◆ **Records to process**
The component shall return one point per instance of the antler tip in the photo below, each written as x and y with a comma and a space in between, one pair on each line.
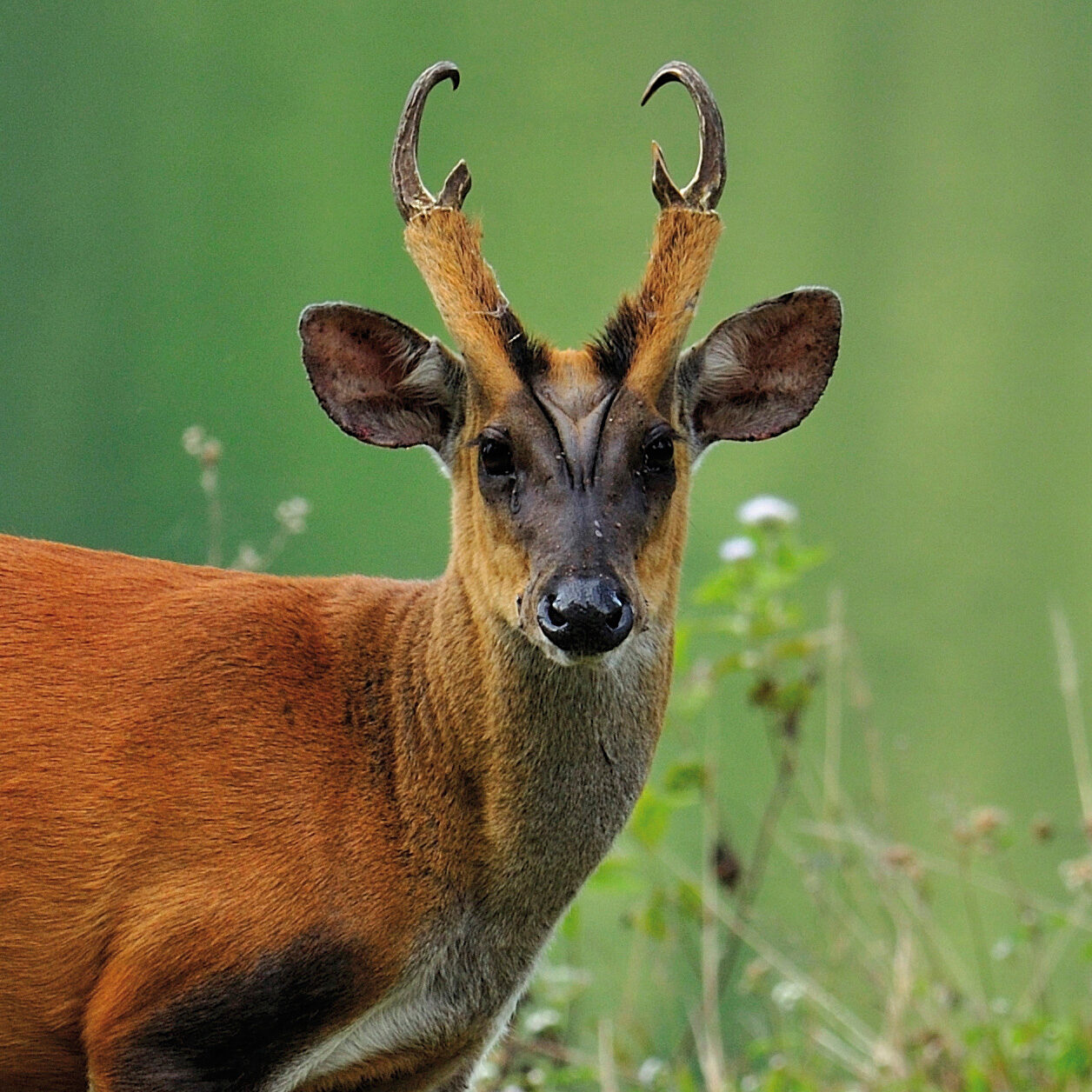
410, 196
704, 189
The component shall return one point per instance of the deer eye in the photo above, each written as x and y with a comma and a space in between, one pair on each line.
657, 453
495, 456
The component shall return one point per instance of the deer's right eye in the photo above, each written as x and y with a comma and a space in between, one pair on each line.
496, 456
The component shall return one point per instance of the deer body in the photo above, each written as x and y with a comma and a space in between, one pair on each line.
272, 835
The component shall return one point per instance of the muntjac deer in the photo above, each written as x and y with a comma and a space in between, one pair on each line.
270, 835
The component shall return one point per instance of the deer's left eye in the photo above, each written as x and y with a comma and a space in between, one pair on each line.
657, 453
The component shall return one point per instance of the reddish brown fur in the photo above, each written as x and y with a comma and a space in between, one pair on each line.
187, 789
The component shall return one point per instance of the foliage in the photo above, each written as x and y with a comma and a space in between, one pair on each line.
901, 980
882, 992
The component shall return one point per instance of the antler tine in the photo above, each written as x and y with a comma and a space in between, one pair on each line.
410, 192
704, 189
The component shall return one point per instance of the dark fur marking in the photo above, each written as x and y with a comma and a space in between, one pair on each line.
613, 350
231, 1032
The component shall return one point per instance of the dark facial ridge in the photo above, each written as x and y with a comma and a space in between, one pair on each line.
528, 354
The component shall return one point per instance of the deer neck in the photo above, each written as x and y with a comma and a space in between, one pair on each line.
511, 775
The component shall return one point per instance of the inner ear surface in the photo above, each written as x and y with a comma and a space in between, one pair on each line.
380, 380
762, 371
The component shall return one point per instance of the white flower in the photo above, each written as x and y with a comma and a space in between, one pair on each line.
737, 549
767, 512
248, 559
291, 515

--

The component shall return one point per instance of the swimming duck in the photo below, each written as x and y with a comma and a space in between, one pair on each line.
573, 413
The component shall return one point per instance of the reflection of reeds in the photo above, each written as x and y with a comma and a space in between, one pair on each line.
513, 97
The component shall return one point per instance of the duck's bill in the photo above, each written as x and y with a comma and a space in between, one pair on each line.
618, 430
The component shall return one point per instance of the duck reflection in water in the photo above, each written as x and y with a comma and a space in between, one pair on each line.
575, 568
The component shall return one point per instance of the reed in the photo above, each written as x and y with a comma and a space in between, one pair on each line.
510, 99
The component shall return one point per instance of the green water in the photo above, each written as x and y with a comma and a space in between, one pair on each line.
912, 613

◆ **Task description**
Collect every line of the material above that contains the word "swimming".

◆ **Exercise solution**
The component shall return one point per instance of the swimming duck in the photo below, each written as x and y with a comma and a space in between, one pair on each line.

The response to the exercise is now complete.